OBJECTIVE
List every line in the records below that contains the word "Each".
Start of STORED ROWS
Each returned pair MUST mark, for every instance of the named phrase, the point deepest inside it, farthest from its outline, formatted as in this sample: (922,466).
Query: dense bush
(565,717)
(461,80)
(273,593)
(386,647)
End of STORED ROWS
Start of STORED ROWS
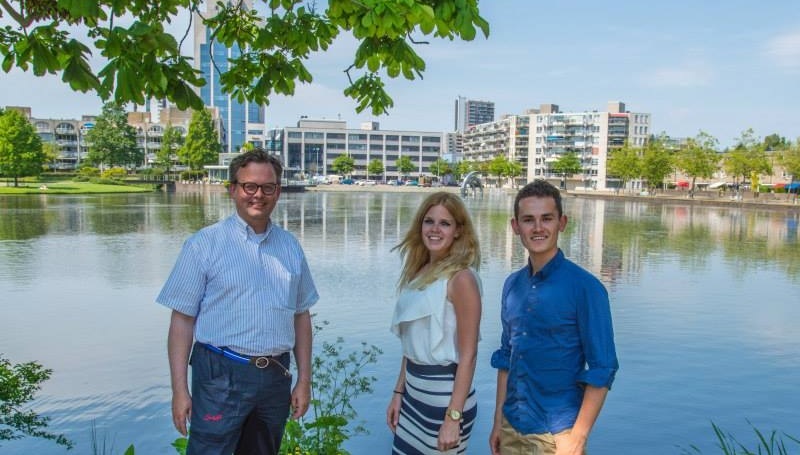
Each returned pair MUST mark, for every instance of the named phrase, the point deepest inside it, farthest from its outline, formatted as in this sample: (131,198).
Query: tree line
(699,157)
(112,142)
End of STORED ROWS
Start of STORED ROWS
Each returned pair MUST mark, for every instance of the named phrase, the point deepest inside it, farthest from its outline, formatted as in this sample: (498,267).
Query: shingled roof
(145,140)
End of STORED ROWS
FULL RESPONSE
Each returned pair MUST mark, for every instance of the named phrase, the point deepest inside it, farthest from its outline, formatted as in this sample: (922,466).
Each returned pair MUST mark, for every instance of the named phrase, the point deepest inside it, farthest from its outline, formatted as in this sample: (131,198).
Each returned pair MUST mark, for every instance of the named phrase, the point deepest inside it, farthest from its outline, formatted as in this sample: (498,267).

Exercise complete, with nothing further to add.